--- start of ENTRIES PROVIDED ---

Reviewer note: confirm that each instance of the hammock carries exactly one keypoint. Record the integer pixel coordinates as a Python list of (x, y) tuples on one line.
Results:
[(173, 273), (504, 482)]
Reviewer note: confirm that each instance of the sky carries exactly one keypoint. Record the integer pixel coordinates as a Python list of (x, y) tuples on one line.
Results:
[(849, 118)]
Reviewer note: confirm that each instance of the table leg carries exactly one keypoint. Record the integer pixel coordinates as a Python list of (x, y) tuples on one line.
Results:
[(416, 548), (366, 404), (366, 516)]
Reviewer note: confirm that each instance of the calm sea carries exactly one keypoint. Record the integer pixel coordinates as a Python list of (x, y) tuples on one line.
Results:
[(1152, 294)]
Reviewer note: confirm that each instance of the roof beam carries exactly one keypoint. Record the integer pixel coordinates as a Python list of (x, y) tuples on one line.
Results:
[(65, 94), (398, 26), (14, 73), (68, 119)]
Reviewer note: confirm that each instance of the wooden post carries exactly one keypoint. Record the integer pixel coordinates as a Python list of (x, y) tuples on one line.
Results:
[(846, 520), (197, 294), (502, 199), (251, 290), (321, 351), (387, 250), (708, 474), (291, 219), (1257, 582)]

--- end of ENTRIES PROVIDED ---
--- start of ENTRIES PROVIDED ---

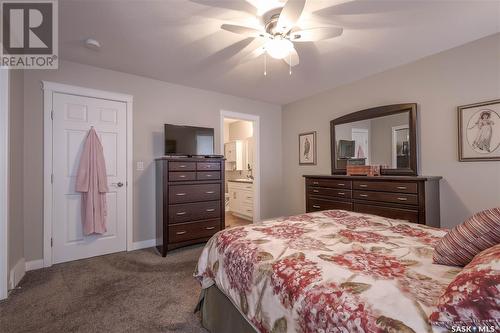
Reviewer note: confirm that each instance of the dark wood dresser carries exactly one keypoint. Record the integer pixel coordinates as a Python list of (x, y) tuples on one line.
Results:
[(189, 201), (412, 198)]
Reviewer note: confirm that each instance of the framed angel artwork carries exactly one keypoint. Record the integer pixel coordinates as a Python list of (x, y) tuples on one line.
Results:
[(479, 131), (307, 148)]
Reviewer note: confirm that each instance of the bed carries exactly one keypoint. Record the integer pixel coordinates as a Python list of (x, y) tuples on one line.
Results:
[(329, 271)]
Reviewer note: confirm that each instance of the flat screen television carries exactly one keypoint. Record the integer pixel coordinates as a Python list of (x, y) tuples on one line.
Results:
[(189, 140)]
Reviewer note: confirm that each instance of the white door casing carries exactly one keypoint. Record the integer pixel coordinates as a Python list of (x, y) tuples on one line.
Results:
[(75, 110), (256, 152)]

--- end of ENTRIES PROVIDED ---
--- start of ENTRIES PROVIDED ---

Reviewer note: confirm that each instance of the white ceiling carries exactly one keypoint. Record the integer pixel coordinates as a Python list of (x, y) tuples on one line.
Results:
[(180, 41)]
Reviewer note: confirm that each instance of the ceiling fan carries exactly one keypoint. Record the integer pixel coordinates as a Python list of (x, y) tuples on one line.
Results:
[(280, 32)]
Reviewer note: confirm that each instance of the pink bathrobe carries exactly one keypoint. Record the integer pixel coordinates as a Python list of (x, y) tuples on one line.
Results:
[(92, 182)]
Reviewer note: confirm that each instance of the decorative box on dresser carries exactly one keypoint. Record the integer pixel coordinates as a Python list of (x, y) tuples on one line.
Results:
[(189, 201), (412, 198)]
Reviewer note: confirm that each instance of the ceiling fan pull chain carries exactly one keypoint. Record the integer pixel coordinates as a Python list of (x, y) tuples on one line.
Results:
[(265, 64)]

--- end of ENTRIES PROVIDED ---

• **EXERCISE REQUIREMENTS**:
Reproduce the listing verbatim, beginning at the line containing "Reviewer note: confirm that each instance of the pink" and continuing through the line containing "[(265, 64)]", with both of those lines included.

• **SOLUTION TO THIS PROBLEM**:
Reviewer note: confirm that each instance of the pink bathrobe carries exactly one keypoint. Record the integer pixel coordinates as a Python list of (x, y) tuples on one line.
Results:
[(92, 182)]
Reviewer note: confirm that each instance of the decorative box on dresser carries exactly one keypoint. Record the integer pixel coordinates as a Python list of (x, y) tuples on one line.
Results:
[(189, 201), (412, 198)]
Reviewer note: confirm that each instance of the ceiling fan pull chain carries exactly one keypoint. Record the integer pixel coordinates as a Python list of (x, y) tuples on one line.
Results:
[(265, 64)]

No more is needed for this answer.